● **What this exercise asks**:
1. Transcribe the stretch of the buyback article from "Share repurchases by" through "years, according to Standard & Poor’s.".
2. From the buyback article, list every company that it says has suspended its stock buyback program or put share buybacks on hold.
3. Answer the following from the buyback article, one line each:
(a) What share of second-quarter stock repurchases came from the financial sector?
(b) What additional amount did IBM Corp.'s board authorize in February for share buybacks?
(c) What is Howard Silverblatt's title?

Share repurchases by companies in the S&P 500 index are expected to fall 44.3 percent to $87.9 billion during the second quarter to the lowest levels in three years, according to Standard & Poor’s.
Standard & Poor’s expects further drops in share repurchase activity in the third quarter, when the fallout from the credit crunch resulted in the most volatile market conditions since the bear market from 2000-2002.
“Buybacks entered a different stage during the second quarter, as uncertainty grew and commitment to significant cash outflows for purchases declined,” said Howard Silverblatt, senior index analyst at Standard & Poor’s in New York City.
In good times, buying back stock can be an important signal that management is confident about the future. But growing numbers of corporat executives have turned cautious about large cash expenditures for stock buybacks given the present economic clouds.
The financial sector, hit hard by the subprime mortgage crisis and the weakening housing market, accounted for only 6.6 percent of the stock repurchases during the second quarter, according to Standand & Poor’s.
Several major financial companies that have a major presence in the lower Hudson Valley, including Morgan Stanley, Citigroup and JPMorgan Chase & Co., have already suspended stock buyback programs, according to Bloomberg News.
Retailers such as Macy’s Inc. also have put share buybacks on hold as consumer spending slows in a weakening economy.
Information technology companies, however, have recently increased share repurchases and account for 26 percent of all buybacks, according to Standard & Poor’s. In February, the board of of Armonk-based IBM Corp. authorized an additional $15 billion to buy back shares of the company’s stock. Stock buybacks can boost a company’s earnings per share by reducing the number of shares outstanding.

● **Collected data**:
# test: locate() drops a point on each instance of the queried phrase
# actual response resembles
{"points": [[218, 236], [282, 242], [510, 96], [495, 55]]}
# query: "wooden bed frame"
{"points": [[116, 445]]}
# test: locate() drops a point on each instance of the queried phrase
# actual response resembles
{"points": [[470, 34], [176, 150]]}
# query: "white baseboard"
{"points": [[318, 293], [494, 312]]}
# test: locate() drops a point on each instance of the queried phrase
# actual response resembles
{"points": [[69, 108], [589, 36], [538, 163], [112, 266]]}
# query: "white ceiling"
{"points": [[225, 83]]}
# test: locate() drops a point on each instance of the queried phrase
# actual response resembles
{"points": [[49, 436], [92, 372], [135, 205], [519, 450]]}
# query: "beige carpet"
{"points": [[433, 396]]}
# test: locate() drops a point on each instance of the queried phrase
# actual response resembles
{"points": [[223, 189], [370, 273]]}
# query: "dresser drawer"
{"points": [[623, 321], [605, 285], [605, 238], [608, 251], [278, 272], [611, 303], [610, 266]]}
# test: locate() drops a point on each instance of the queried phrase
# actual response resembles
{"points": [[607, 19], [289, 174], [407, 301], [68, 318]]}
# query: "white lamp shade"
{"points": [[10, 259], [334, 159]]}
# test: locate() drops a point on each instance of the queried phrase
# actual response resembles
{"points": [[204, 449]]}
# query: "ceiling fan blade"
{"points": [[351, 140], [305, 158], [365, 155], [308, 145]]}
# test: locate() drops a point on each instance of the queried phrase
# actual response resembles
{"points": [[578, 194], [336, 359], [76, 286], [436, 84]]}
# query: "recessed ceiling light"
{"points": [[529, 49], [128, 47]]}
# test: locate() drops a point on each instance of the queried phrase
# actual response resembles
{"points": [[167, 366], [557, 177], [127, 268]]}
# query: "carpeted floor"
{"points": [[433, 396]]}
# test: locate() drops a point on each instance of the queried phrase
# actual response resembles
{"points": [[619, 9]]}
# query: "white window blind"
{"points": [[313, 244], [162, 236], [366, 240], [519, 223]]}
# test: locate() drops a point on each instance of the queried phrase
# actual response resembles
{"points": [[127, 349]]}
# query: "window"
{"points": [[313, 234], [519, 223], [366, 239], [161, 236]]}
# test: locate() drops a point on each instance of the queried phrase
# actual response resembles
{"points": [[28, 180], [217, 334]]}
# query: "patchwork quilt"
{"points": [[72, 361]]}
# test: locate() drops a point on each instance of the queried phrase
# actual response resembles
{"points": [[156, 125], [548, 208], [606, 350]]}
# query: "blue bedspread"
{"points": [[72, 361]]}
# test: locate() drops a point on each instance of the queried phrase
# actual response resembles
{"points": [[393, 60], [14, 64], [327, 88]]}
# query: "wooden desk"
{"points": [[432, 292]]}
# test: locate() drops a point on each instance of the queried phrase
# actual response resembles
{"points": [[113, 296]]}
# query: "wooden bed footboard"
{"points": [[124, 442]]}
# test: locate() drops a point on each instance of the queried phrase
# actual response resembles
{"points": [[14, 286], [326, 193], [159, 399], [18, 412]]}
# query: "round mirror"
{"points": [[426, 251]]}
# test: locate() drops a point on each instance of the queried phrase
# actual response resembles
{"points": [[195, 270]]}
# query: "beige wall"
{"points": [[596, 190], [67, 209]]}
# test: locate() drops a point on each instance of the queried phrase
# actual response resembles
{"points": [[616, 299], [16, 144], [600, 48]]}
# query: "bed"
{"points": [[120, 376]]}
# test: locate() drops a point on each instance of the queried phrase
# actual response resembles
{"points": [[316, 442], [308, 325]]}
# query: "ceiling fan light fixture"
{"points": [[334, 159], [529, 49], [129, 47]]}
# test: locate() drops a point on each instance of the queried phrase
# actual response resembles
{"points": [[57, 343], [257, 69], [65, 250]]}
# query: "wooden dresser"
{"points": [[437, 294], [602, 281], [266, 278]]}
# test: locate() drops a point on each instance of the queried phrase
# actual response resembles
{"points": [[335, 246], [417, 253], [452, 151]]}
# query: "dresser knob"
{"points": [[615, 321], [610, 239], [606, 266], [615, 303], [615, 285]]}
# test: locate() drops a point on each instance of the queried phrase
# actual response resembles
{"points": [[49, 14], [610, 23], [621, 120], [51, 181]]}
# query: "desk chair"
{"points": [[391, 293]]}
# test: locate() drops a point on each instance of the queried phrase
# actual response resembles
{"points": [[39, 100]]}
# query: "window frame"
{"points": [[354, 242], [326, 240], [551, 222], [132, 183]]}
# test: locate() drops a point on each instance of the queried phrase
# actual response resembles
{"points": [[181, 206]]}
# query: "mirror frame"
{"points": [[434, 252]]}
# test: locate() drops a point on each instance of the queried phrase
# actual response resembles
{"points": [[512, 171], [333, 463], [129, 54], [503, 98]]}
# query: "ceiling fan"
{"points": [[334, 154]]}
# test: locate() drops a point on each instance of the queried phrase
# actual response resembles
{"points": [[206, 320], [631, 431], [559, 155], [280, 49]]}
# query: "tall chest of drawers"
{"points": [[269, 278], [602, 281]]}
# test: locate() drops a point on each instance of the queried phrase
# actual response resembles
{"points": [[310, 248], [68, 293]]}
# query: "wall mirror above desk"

● **Written answers**:
1.
Share repurchases by companies in the S&P 500 index are expected to fall 44.3 percent to $87.9 billion during the second quarter to the lowest levels in three years, according to Standard & Poor’s.

2.
Morgan Stanley
Citigroup
JPMorgan Chase & Co.
Macy's Inc.

3.
(a) 6.6 percent
(b) $15 billion
(c) Senior index analyst at Standard & Poor's in New York City